Exercises
A) In the essay on diaspora and identity, how is subsumption defined?
B) Write what comes next in the essay on diaspora and identity, starting after its final paragraph.

Document extract
· · · · · · ·

Diaspora in the Age of Empire and the Recomposition of Identity: A Philosophical Reflection Jeong Hwan joe

1. What Are the New Times?

1.1. Nowadays the term “New Times” has become widely known. Are the times in which we live really new, compared with earlier times? What are the “New Times”? At which point do the times in which we are living become new? What brings forth the new traits of our times?

1.2. I want to define the traits of our times in the context of the transgression of subsumption. Subsumption is the behavior of capital which classifies, includes, incorporates, or captures the power of living labor.

1.3. Through the concept of subsumption, we can consider the primacy of living labor. Although living labor is subsumed by capital, it determines the conditions and the limits within which the capital is developed. That is to say, the capital which subsumes living labor in reality depends on living labor.

1.4. “Living labor” is life itself which confronts capital. Life is time. The image of time as a flying arrow represents the constantly generating power of life in a linear form. In essence, life is always potential which is newly generating itself. Because it repeats only differences. In this sense human beings and living beings always live in new times.

1.5. If our time is constantly changing, what could identity be? Identity is the represented, recognized, subsumed form of singular times. So the change or recomposition of identity is determined and limited by the change or recomposition of singularity.

· · · · · · ·

(Some records)
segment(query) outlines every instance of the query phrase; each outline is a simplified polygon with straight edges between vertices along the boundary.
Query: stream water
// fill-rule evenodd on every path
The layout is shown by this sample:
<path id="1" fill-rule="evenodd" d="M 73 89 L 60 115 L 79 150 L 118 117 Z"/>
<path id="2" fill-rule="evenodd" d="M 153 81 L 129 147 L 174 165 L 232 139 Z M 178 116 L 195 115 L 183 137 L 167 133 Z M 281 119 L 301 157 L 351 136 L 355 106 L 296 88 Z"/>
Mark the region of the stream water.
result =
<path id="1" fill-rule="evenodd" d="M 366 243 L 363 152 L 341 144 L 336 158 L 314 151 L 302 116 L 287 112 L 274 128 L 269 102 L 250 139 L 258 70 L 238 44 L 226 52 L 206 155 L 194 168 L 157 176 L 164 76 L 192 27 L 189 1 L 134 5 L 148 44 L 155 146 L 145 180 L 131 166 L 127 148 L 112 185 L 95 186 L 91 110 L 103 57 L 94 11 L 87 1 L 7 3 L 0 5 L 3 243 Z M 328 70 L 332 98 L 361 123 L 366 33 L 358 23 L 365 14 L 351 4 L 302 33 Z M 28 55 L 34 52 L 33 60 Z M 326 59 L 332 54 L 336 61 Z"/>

· · · · · · ·

Expected results
A) Subsumption is the behavior of capital that classifies, includes, incorporates, or captures the power of living labor.

B)
1.6. In conclusion, in speaking about the newness of our New Times, we have to discover the new tendency of our life in the recomposition of capital, and we have to discover the new élan of singularity in the recomposition of identity.

2. Transformation of Subsumption

2.1. Primitive capital exploited the natural power and labor-power which were established by the past times. The task of capitalists was simply to collect the raw materials, the means of production and the laborers at a certain place. This is termed “manufacturing.”

2.2. Though the three elements of production were joined together at one place, each element sustained a relatively autonomous character. Raw materials were extracted from nature, the instruments of production were the products of the mere processing of natural tools, and the laborers came from the natural community.

2.3. Capital only formally subsumed the power of nature and labor. In society naturality still played an important role in the production of life. In manufacturing, laborers/craftsmen still had a great power of decision-making.

2.4. In this way, a primitive modern state also subsumed civil society only formally. It was the so-called “night watch state.” Though it helped capital by using public forces against the masses in the process of primitive accumulation, citizens still had a relatively great power of decision-making and action. In other words, a citizen was in a certain sense located in a natural state. Civility played a relatively unimportant role.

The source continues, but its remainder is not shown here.